[start of DATA FOR THE TASK]

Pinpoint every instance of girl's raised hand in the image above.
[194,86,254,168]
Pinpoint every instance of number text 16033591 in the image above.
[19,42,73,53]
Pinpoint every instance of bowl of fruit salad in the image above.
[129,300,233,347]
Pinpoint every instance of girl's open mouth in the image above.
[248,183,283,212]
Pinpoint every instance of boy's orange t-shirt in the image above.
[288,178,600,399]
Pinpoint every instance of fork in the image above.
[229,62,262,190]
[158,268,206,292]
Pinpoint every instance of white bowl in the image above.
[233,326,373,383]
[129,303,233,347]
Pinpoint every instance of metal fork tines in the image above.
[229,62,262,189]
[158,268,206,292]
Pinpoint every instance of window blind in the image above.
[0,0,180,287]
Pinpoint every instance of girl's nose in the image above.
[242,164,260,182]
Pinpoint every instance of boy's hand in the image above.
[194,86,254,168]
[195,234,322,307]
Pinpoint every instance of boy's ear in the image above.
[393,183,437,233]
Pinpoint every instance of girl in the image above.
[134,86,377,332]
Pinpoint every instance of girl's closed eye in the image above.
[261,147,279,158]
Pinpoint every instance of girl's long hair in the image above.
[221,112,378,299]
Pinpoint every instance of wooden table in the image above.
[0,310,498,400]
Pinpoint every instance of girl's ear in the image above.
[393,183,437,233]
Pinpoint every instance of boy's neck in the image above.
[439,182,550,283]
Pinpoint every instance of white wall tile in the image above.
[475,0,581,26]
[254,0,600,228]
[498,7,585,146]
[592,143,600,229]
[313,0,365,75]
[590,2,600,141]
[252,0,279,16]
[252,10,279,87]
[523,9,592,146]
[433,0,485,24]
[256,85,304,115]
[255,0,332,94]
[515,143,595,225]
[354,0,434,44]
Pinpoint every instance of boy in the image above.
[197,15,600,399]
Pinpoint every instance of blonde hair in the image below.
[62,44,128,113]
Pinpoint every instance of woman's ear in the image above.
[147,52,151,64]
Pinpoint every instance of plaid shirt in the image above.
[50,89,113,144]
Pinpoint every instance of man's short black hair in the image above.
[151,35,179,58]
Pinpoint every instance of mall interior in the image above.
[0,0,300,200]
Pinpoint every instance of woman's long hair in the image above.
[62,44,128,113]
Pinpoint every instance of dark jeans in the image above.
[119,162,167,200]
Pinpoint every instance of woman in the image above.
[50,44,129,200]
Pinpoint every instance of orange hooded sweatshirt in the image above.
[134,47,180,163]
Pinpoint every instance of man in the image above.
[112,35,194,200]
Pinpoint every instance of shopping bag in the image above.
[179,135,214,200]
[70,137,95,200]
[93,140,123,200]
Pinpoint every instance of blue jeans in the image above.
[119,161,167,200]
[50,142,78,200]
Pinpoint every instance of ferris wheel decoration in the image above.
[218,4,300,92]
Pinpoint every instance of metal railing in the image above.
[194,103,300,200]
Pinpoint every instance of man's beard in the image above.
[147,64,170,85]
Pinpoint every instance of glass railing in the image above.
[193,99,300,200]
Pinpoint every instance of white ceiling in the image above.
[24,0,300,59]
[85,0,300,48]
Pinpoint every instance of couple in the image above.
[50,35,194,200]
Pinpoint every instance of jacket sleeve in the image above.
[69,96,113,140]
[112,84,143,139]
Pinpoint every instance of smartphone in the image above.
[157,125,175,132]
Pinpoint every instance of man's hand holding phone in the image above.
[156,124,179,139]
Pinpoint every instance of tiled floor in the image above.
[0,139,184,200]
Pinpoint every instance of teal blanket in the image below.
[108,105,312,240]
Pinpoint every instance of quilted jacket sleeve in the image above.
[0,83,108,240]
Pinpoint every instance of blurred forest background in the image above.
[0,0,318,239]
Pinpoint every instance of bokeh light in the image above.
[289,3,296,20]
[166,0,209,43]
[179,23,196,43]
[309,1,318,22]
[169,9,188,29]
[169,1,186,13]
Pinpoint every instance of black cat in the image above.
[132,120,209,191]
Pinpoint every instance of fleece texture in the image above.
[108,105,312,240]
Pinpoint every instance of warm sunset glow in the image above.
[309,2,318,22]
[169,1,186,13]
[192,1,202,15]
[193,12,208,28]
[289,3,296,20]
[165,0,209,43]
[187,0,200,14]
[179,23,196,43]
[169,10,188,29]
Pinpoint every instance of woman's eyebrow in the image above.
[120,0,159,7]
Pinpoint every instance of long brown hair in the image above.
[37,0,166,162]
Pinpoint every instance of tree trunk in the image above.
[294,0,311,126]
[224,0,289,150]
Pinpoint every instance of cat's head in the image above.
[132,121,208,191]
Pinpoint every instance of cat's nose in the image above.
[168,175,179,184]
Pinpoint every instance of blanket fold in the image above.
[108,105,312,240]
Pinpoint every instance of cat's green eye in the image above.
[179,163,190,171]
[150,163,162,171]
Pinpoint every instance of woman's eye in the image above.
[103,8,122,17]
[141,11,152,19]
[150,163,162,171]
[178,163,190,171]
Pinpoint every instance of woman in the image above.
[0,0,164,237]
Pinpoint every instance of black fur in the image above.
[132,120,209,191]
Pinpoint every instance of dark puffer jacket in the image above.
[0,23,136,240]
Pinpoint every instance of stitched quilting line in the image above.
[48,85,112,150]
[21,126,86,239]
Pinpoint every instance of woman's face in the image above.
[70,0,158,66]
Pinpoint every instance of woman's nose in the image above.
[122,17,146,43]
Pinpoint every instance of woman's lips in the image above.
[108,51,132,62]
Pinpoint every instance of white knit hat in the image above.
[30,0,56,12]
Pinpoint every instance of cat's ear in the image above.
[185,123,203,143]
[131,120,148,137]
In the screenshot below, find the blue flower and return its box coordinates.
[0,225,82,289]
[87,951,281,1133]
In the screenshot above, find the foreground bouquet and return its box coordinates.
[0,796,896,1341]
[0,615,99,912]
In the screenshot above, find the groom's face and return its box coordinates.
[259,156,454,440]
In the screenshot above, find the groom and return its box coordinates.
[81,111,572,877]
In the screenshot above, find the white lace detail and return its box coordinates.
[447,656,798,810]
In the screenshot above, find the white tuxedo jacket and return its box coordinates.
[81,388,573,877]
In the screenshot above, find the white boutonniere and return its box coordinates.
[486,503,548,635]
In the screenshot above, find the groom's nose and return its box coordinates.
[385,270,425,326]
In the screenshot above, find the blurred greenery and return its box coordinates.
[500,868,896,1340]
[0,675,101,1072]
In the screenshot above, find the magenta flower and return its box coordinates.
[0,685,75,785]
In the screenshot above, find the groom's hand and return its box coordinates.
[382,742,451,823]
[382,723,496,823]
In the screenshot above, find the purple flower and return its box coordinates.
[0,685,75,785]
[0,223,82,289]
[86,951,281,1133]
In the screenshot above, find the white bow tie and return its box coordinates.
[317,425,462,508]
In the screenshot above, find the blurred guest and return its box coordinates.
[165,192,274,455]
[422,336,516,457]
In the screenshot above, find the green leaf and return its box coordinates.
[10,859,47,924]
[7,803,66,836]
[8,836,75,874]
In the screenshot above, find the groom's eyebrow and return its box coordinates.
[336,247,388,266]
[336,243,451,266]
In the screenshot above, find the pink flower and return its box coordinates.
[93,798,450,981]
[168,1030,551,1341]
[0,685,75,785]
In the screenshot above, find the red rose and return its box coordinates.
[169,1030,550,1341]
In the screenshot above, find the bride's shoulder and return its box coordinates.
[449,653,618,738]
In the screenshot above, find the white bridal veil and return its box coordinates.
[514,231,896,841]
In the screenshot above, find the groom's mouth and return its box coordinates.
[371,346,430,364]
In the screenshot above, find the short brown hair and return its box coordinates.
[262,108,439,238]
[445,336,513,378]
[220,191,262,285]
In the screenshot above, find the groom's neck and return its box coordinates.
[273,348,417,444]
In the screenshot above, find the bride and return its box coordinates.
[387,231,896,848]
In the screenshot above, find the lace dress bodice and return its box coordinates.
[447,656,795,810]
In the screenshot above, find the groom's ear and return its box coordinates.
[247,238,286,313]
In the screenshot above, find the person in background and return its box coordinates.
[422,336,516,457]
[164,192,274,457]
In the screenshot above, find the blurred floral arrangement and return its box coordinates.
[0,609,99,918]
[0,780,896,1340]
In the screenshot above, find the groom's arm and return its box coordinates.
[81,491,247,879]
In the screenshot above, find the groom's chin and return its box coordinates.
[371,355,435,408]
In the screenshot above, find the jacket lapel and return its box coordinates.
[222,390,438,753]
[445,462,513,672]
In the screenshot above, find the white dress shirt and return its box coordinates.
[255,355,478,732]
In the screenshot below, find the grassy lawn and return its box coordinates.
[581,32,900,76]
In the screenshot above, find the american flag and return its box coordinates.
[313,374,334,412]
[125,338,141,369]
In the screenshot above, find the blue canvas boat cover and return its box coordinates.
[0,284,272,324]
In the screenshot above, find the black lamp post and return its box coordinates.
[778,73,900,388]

[end of DATA FOR THE TASK]

Render the data from its first line through the line containing "[248,183,283,212]" as a numbered list, with blank lines omitted.

1. Pinpoint every instance of girl's raised hand in the image above.
2. [194,86,254,168]
3. Pinpoint every instance of number text 16033591 in the image above.
4. [19,42,73,53]
5. Pinpoint every instance of bowl of fruit salad in the image above.
6. [129,300,233,347]
7. Pinpoint every instance of girl's open mouth in the image above.
8. [248,183,283,212]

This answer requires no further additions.